Exercise:
A precise repetition of every line below is the required answer.
*** Opening of Input records ***
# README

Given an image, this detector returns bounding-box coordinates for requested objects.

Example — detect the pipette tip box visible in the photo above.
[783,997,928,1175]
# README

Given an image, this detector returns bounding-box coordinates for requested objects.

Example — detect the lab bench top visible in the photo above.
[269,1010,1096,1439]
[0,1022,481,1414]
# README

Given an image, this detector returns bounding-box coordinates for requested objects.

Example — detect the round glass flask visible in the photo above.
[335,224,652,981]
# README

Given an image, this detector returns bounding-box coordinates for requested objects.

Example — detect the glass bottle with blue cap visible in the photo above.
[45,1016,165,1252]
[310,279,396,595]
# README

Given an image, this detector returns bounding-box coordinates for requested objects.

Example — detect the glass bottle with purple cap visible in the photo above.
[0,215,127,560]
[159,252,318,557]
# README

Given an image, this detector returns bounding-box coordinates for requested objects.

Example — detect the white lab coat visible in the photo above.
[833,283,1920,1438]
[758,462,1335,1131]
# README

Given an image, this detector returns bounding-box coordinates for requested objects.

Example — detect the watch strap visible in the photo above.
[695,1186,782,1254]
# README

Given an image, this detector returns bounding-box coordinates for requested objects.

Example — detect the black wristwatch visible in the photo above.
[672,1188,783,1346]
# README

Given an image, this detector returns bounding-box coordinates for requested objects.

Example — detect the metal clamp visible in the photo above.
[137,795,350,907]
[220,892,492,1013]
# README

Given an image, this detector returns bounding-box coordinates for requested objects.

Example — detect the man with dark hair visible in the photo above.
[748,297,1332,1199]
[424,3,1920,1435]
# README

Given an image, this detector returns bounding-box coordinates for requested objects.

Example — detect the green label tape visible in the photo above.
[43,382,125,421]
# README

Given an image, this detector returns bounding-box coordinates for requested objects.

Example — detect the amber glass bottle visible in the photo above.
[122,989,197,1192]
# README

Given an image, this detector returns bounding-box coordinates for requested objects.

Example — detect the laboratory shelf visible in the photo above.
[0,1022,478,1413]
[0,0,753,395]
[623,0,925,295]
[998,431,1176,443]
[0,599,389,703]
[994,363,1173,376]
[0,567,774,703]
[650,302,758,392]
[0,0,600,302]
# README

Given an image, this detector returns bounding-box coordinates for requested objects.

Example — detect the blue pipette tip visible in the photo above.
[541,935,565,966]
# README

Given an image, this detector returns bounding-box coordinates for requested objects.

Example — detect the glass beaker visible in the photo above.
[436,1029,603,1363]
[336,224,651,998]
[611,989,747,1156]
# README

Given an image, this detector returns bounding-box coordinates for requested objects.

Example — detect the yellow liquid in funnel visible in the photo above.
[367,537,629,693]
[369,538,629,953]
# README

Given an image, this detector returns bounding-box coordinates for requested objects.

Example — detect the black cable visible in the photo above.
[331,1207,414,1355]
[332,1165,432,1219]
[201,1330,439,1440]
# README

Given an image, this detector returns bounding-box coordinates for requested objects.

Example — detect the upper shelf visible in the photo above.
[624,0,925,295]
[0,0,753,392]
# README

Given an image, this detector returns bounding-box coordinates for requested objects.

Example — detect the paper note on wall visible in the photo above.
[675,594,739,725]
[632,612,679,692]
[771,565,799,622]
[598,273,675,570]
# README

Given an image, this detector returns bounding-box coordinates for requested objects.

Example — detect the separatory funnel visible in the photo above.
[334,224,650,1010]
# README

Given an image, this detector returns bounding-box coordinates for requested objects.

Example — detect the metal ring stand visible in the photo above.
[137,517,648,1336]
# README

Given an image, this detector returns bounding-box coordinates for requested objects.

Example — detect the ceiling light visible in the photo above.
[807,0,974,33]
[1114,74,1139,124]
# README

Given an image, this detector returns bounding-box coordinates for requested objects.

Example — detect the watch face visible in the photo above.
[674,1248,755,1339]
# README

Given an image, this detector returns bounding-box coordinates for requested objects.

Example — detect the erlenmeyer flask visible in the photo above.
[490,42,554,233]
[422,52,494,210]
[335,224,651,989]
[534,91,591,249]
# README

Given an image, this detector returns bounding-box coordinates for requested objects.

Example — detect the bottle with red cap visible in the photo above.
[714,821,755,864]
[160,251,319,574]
*** Close of Input records ***
Exercise response:
# README

Given an image, this detector returns bounding-box coordinates for requested objects.

Example — detect the pipette tip box visible in the photo above.
[783,997,928,1175]
# README

Given an image, this detector returns bounding-box coordinates for requested objects.

Example — detect the lab bench top visible in the photo above.
[269,1010,1096,1439]
[0,1022,481,1414]
# README

Given an image, this detector returns bounding-box coordinates for requested objects.

Example — detect the round glass flask visible in the photo above.
[335,224,652,981]
# README

Given an image, this detector returns bounding-box coordinates for requested objects.

Example — detect the glass bottle with blue cap visible in the photo above.
[45,1016,165,1252]
[310,279,396,595]
# README

Given an image, this detector returns bounding-box coordinates for requested objects.

Example — detect the glass bottle with purple cap visible in the photo above.
[0,215,127,560]
[159,252,318,557]
# README

Given an image, this detector returns bounding-box coordinates for requested objects.

Example — detect the white lab coat visible in the photo above.
[833,283,1920,1438]
[758,462,1335,1131]
# README

Given an image, this detector returns bounding-box coordinates for requested objects.

Example — detect the watch strap visible in the photo above.
[695,1186,782,1254]
# README

Given an image, this detector returns bounding-box coordinates for requested objects.

Example — detect the black wristwatch visible in the photo above.
[672,1188,783,1346]
# README

Given an image, this detector returns bounding-box coordinates for requested objects.

Example — detect the metal clamp visible in the photo above.
[137,795,350,907]
[220,892,492,1013]
# README

Given an image, this detector returns bounding-box coordinates for requested objects.

Example — detect the man with dark hair visible in the photo above.
[748,297,1332,1199]
[424,3,1920,1435]
# README

Given an image, this detector returns bounding-box coordinates for requested objects.

Example — detect the green label tape visible in the photo above.
[43,382,125,421]
# README

Given an image, this detector returns bounding-box coordinates for requested objects.

Example — detect the amber glass bottle visible in the photo above.
[122,989,197,1192]
# README

Given an image, this detector returns bounding-box coordinates for requested objects.

Example — detect the laboratory shelf visible in the photo above.
[0,1022,478,1413]
[0,0,753,395]
[623,0,925,295]
[998,431,1176,443]
[0,599,389,703]
[994,363,1173,376]
[0,567,774,703]
[650,302,758,392]
[0,0,600,302]
# README

Given an image, this detector returns bounding-box coordinates for requested objects.

Example — detect the blue pipette tip visible in the photo above.
[541,935,565,966]
# README

Given an image, this detector returns bounding-box coordinates for requested objects.

Example — detect the glass beaker visible in the photo above.
[436,1029,603,1363]
[336,224,651,998]
[611,989,747,1156]
# README

Given an image, this detector returns bounding-box coordinates for requested objects.

Example — detect the yellow liquid in funnel visible in the photo above.
[367,537,629,693]
[369,538,629,953]
# README

Given an image, this detector returns bounding-box coordinates for requested objects.

Example — detect the black cable visible in the photo above.
[331,1207,414,1355]
[332,1165,432,1219]
[201,1330,439,1440]
# README

Given an image, this detector returns bounding-box coordinates for requested objects.

Example — detect the upper shelf visible in the photo above.
[624,0,925,295]
[0,0,753,392]
# README

Given an image, this detector returns bounding-box coordinates for requested objects.

Example — detect the paper note on wall visible in the photo above.
[675,594,739,725]
[632,612,679,692]
[771,565,799,622]
[598,273,675,570]
# README

Given an image, this detector returns bounding-box coordinates for requested objects.

Example — detect the separatory funnel visible in the photo above.
[334,224,650,1010]
# README

Given an image, this detector returns bounding-box coordinates for requested objects.

Example — detect the metal ring stand visible in the photo above.
[137,517,648,1336]
# README

Given an image, this detector returns bounding-box coordinates for requested objects.

Example — detect the ceiling light visible in the photo above.
[807,0,974,33]
[1114,74,1139,124]
# README

Given an image, this detector returns bounding-box coordinates for requested objects.

Example — detect the watch face visible in the photo above.
[674,1248,755,1339]
# README

Given an image, this detector returns bounding-box coordinates for requested objects.

Example — detect the erlenmeyer flask visible in the photo above.
[490,42,554,233]
[422,52,494,210]
[335,224,651,989]
[534,91,591,249]
# README

Given an image, this detector returns bounding-box coordinates for requested objects.

Example — detect the bottle with red cap visible in the photo above.
[714,821,755,864]
[160,251,319,574]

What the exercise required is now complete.